*SUPPLIED PASSAGE:*
# Women's March Washington DC 2017



## JoeW (Jan 22, 2017)

I was at the Women's March the day after the Inauguration in DC on Jan. 21st, 2017.  I have a range of pictures...some of which fall in to the "photojournalism" field and others were just interesting concepts.  As you would imagine, there were some creative signs and lots of pink.  I didn't feel this with my camera (looking through the lens provides insulation) but a lot of other people said it was so packed that it was "claustrophobic."  As always, when photographing crowds, you're looking for high ground and it's also tough to find breaks in the crowd where you can shoot an interesting person in isolation or for more than a headshot.


----------



## JoeW (Jan 22, 2017)

Here are a few more shots....the lineup of women consists of 3 generations from the same family.

The last shot deserves an explanation.  It's a senior diplomat from the Russian Embassy.  He had a crew out there shooting him standing in the middle of Pennsylvania Avenue with the Capital Building in the background.  One of the crew from the Embassy shooting him told me it was a "celebration photo."


----------



## tirediron (Jan 22, 2017)

Interesting set; what was the march in aid of?


----------



## SquarePeg (Jan 22, 2017)

It was a unity march for women's issues and human rights.


----------



## tirediron (Jan 22, 2017)

Why does no one ever support human lefts?


----------



## Didereaux (Jan 22, 2017)

tirediron said:


> Why does no one ever support human lefts?



...because they are always out!


----------



## tirediron (Jan 22, 2017)

Didereaux said:


> tirediron said:
> 
> 
> > Why does no one ever support human lefts?
> ...


Ba-da-dump..


----------



## pixmedic (Jan 23, 2017)

ok guys, we really have to keep even pseudo political comments out of the general forum. 
you all can go nuts in the subscribers section, but please keep comments on the topic of photography here. 
would rather this thread not get ruined by politics. 
thanks.


----------



## waday (Jan 23, 2017)

My personal favorite of this set is the first. To me, it seems to give a sense and purpose for the march in general, as well as showing the wide variety and backgrounds of those that showed up.


----------



## terri (Jan 23, 2017)

Great job in an obviously challenging setting.


----------



## Derrel (Jan 23, 2017)

I like the look of the big Russian diplomatic fellow standing out there, but I was wondering about why so much top space above him. Still, quite an imposing figure he presents.


----------



## loonatic45414 (Jan 23, 2017)

The crowd shots work as an overall summary but need the individual shots to bring the theme together. Without the individual shots, the crowd looks discombobulated. Would tell a better story if the crowd faced one direction watching a speech or something.

Sent from my 0PJA2 using Tapatalk


----------



## FITBMX (Jan 24, 2017)

Nice job!


----------



## JoeW (Jan 24, 2017)

Derrel said:


> I like the look of the big Russian diplomatic fellow standing out there, but I was wondering about why so much top space above him. Still, quite an imposing figure he presents.


To be brutally honest...I was doing a lot of edits quickly so some people who were at the march would get copies and so I could post some in a meet-up group of other photographers to get the submissions started, so I cropped a little but not enough on top.


----------

*GIVEN INFORMATION:*

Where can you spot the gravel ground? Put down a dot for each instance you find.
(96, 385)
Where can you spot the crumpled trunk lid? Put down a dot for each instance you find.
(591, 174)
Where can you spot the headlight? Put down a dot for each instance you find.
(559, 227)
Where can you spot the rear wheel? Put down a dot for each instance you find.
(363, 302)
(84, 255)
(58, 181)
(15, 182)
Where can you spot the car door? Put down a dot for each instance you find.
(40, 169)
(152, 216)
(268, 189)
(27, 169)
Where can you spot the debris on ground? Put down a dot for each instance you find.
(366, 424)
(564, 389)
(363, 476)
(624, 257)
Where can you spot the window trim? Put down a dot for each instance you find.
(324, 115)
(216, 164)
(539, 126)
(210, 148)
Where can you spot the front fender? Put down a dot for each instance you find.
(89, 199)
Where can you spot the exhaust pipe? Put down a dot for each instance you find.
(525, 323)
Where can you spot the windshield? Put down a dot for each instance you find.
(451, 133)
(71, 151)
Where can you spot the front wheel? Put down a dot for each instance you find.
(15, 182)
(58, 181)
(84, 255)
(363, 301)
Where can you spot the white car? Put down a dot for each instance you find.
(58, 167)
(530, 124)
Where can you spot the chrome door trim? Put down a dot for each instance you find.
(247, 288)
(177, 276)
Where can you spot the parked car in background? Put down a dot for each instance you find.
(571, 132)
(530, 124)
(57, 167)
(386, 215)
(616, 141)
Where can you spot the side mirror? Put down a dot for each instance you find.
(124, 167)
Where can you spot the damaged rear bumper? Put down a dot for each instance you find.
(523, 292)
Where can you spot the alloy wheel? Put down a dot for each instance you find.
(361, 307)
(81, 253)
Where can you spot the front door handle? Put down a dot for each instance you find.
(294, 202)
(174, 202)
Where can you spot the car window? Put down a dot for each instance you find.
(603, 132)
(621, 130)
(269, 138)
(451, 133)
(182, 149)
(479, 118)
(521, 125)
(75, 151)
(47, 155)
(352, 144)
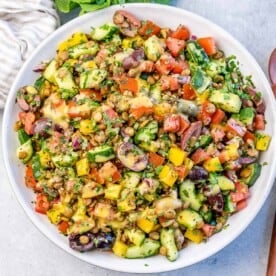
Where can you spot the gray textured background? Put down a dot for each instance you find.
(25, 251)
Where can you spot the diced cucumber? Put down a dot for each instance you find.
(227, 101)
(25, 151)
(200, 81)
(101, 154)
(50, 71)
(196, 53)
(225, 183)
(104, 32)
(92, 78)
(187, 194)
(168, 241)
(88, 48)
(135, 236)
(147, 133)
(190, 219)
(251, 173)
(148, 248)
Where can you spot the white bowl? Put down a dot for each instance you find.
(164, 16)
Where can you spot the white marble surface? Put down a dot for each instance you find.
(25, 251)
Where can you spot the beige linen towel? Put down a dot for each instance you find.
(23, 25)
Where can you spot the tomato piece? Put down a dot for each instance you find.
(208, 44)
(30, 180)
(248, 136)
(169, 83)
(155, 159)
(140, 111)
(149, 28)
(236, 127)
(188, 92)
(259, 122)
(218, 116)
(172, 123)
(181, 32)
(175, 45)
(199, 156)
(165, 64)
(63, 226)
(42, 204)
(208, 229)
(241, 205)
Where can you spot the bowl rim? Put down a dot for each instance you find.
(31, 213)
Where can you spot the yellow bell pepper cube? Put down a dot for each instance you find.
(213, 165)
(195, 235)
(146, 225)
(75, 39)
(112, 191)
(262, 142)
(82, 167)
(176, 156)
(119, 248)
(86, 126)
(168, 175)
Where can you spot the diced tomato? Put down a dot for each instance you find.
(199, 156)
(169, 83)
(181, 32)
(116, 176)
(236, 127)
(208, 44)
(182, 171)
(188, 92)
(259, 122)
(179, 66)
(241, 205)
(42, 204)
(248, 136)
(165, 64)
(184, 124)
(30, 180)
(140, 111)
(218, 116)
(208, 229)
(111, 113)
(175, 45)
(149, 28)
(172, 123)
(217, 134)
(63, 226)
(130, 84)
(155, 159)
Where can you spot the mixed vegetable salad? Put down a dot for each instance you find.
(140, 138)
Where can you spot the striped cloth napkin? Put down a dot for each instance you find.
(23, 25)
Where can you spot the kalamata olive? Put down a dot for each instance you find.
(187, 107)
(132, 157)
(42, 127)
(198, 173)
(247, 160)
(216, 201)
(94, 241)
(194, 130)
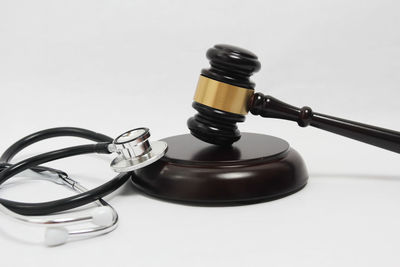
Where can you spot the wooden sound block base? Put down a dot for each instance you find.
(256, 168)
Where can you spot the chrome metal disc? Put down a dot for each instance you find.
(122, 164)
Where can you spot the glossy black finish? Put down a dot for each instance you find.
(256, 168)
(214, 126)
(270, 107)
(232, 65)
(235, 65)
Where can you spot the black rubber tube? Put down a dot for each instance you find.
(45, 208)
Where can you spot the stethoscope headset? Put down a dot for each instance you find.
(133, 150)
(223, 97)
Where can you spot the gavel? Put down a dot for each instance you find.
(225, 94)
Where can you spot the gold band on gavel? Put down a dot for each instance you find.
(223, 96)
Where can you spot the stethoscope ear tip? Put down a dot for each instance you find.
(55, 236)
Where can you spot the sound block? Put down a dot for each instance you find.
(256, 168)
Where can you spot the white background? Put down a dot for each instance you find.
(114, 65)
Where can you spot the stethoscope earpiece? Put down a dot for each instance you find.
(135, 151)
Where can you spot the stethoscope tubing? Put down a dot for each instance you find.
(44, 208)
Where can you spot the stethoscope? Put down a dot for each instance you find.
(134, 151)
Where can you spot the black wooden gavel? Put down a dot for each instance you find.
(225, 94)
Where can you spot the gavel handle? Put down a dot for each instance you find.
(270, 107)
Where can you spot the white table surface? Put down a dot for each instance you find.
(114, 65)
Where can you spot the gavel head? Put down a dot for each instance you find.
(223, 95)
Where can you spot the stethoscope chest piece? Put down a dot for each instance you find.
(135, 151)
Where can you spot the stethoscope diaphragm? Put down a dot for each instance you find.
(135, 151)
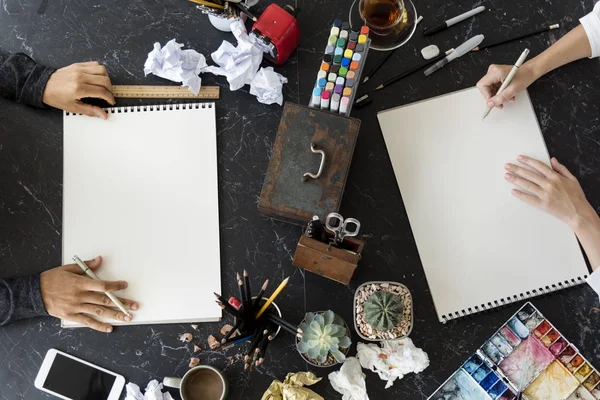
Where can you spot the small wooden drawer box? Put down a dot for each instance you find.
(328, 261)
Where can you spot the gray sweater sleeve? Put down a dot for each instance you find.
(20, 298)
(22, 79)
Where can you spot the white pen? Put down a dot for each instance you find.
(453, 21)
(92, 275)
(511, 75)
(459, 52)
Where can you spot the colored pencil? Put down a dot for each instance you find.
(272, 298)
(498, 43)
(235, 327)
(248, 290)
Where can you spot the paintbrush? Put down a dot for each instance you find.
(243, 298)
(260, 295)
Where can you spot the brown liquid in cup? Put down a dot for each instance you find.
(381, 13)
(204, 384)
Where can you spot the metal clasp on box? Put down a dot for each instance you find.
(321, 166)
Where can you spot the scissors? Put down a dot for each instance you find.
(340, 226)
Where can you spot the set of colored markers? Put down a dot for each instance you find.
(338, 77)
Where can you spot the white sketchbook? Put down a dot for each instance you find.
(140, 189)
(480, 246)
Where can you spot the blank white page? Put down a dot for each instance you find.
(140, 189)
(479, 245)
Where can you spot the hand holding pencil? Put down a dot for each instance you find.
(490, 84)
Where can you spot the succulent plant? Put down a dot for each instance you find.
(321, 336)
(383, 310)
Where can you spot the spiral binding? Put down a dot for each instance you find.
(160, 107)
(513, 299)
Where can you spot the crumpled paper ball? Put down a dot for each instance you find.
(393, 360)
(292, 388)
(349, 381)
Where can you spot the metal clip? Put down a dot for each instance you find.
(308, 174)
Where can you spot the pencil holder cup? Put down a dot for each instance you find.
(272, 307)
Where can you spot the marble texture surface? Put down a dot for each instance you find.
(121, 33)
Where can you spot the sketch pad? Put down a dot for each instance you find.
(140, 189)
(479, 245)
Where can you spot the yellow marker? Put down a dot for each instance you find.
(272, 298)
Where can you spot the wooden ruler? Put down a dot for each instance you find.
(163, 92)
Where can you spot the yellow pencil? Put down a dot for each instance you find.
(208, 4)
(272, 298)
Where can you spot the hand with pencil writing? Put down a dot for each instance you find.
(491, 82)
(69, 85)
(69, 294)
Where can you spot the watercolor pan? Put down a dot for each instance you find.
(592, 381)
(542, 329)
(528, 351)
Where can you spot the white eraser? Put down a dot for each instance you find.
(430, 52)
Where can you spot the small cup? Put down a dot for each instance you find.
(272, 306)
(202, 382)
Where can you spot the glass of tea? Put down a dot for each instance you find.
(383, 16)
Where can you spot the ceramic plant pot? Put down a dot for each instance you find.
(330, 360)
(366, 331)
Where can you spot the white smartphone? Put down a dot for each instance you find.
(70, 378)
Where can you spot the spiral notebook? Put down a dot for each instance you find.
(141, 190)
(479, 245)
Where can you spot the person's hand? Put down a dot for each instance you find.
(491, 82)
(69, 294)
(69, 85)
(554, 190)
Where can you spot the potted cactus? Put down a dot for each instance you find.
(325, 339)
(382, 311)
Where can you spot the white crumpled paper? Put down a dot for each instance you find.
(153, 392)
(349, 381)
(393, 360)
(267, 86)
(177, 65)
(240, 63)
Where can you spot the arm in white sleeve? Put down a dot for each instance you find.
(591, 25)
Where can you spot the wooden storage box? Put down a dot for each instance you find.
(326, 260)
(287, 194)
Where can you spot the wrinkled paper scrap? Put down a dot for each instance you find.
(292, 388)
(267, 86)
(393, 360)
(153, 392)
(177, 65)
(349, 381)
(240, 63)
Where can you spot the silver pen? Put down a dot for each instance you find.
(459, 52)
(92, 275)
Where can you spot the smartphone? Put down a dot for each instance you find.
(70, 378)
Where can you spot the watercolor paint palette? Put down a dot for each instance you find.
(529, 355)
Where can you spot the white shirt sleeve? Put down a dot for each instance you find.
(591, 25)
(594, 281)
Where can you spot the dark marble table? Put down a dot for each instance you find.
(121, 33)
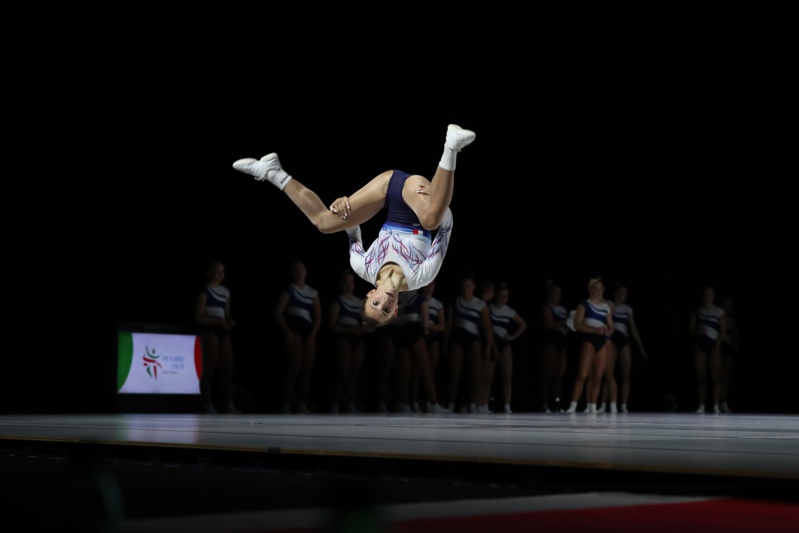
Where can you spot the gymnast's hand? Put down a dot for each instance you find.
(341, 207)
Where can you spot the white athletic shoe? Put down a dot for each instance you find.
(458, 138)
(438, 409)
(266, 169)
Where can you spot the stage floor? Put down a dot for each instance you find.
(492, 458)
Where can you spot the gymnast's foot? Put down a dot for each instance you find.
(266, 169)
(458, 138)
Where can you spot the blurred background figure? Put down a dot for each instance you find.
(298, 313)
(487, 367)
(552, 349)
(436, 324)
(508, 326)
(594, 322)
(214, 321)
(620, 352)
(468, 324)
(344, 324)
(708, 328)
(730, 346)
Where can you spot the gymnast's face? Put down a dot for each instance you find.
(381, 305)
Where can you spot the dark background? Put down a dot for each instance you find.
(638, 146)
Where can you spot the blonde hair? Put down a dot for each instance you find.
(594, 281)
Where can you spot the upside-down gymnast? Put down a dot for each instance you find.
(405, 256)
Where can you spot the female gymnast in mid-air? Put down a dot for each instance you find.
(405, 256)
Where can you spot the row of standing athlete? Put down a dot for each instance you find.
(406, 256)
(475, 331)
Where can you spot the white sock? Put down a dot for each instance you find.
(448, 159)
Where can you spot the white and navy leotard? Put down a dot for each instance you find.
(402, 240)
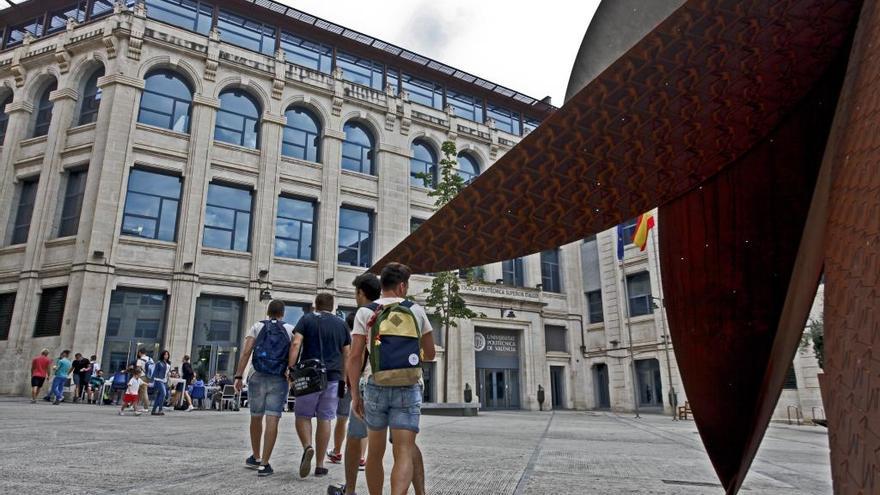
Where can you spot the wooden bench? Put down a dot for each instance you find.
(684, 410)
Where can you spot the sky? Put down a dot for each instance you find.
(527, 46)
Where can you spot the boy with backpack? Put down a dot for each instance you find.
(397, 333)
(268, 341)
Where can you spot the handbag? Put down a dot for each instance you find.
(310, 375)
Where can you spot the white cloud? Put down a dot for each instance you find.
(526, 46)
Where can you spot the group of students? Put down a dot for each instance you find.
(130, 384)
(372, 368)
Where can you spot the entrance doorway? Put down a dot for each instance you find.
(498, 388)
(557, 387)
(136, 320)
(650, 388)
(600, 386)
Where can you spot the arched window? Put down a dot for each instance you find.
(423, 162)
(44, 111)
(357, 149)
(238, 119)
(467, 167)
(4, 118)
(167, 101)
(91, 99)
(302, 135)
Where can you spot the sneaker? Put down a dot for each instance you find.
(252, 462)
(305, 464)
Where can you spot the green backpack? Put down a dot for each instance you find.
(395, 345)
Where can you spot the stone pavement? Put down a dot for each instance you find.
(74, 448)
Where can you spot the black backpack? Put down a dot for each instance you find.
(272, 349)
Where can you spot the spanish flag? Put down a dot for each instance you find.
(644, 224)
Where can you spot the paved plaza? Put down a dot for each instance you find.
(77, 448)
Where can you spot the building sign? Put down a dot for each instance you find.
(500, 291)
(496, 348)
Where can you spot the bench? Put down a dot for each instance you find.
(684, 410)
(451, 408)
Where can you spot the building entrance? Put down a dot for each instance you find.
(497, 362)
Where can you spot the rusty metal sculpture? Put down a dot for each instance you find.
(753, 125)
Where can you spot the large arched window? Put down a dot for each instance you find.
(423, 163)
(167, 101)
(468, 168)
(44, 111)
(238, 119)
(4, 118)
(302, 135)
(91, 99)
(357, 149)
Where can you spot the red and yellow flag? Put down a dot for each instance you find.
(644, 224)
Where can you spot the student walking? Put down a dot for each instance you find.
(321, 336)
(268, 343)
(160, 382)
(132, 392)
(392, 394)
(366, 290)
(62, 373)
(39, 373)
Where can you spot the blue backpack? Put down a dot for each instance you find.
(272, 349)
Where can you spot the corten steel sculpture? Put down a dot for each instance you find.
(754, 126)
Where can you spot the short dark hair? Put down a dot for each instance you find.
(324, 302)
(368, 283)
(276, 308)
(393, 274)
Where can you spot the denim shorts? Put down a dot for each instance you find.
(267, 394)
(398, 408)
(319, 404)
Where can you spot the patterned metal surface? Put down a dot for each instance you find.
(851, 385)
(686, 101)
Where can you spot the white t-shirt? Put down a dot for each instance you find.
(362, 318)
(133, 385)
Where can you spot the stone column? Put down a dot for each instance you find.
(263, 235)
(185, 280)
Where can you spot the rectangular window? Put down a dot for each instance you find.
(246, 33)
(594, 306)
(15, 34)
(639, 288)
(7, 304)
(550, 271)
(27, 195)
(294, 228)
(192, 15)
(629, 230)
(414, 224)
(360, 70)
(228, 217)
(505, 120)
(422, 91)
(355, 237)
(151, 205)
(512, 272)
(555, 338)
(51, 312)
(305, 53)
(465, 106)
(73, 194)
(58, 19)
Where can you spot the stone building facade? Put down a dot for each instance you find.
(165, 171)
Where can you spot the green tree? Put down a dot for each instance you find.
(443, 295)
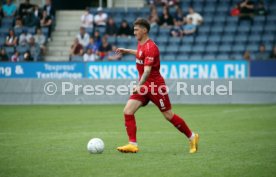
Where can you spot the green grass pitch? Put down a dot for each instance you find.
(50, 141)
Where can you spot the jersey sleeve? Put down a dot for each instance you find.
(150, 54)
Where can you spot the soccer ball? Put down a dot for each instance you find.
(95, 146)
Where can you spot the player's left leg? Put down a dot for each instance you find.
(181, 125)
(162, 101)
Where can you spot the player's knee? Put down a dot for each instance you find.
(128, 111)
(168, 115)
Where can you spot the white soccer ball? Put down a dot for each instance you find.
(95, 146)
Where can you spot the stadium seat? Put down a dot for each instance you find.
(222, 57)
(76, 58)
(225, 48)
(212, 49)
(169, 57)
(128, 58)
(172, 49)
(195, 57)
(201, 39)
(209, 57)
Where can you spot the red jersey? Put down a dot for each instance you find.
(148, 55)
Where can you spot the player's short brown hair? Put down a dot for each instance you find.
(142, 22)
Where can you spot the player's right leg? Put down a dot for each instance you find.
(131, 107)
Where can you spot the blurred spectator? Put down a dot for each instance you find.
(9, 9)
(246, 8)
(176, 30)
(273, 53)
(25, 8)
(105, 48)
(3, 55)
(247, 56)
(34, 49)
(111, 27)
(49, 8)
(15, 57)
(40, 39)
(11, 39)
(179, 17)
(30, 20)
(196, 17)
(90, 56)
(27, 56)
(18, 23)
(260, 8)
(153, 18)
(189, 28)
(100, 18)
(166, 19)
(124, 29)
(83, 37)
(46, 21)
(92, 45)
(113, 56)
(25, 37)
(37, 12)
(76, 48)
(262, 55)
(87, 19)
(97, 38)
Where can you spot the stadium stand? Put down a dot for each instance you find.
(221, 36)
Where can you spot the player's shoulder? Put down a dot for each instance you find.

*DIRECTIVE:* Please copy the part of the Women's March thread that begins at the words "## pixmedic (Jan" and stops after "ruined by politics.". Rely only on the Women's March thread for what follows.

*RESULT FOR THIS TASK:*
## pixmedic (Jan 23, 2017)

ok guys, we really have to keep even pseudo political comments out of the general forum. 
you all can go nuts in the subscribers section, but please keep comments on the topic of photography here. 
would rather this thread not get ruined by politics.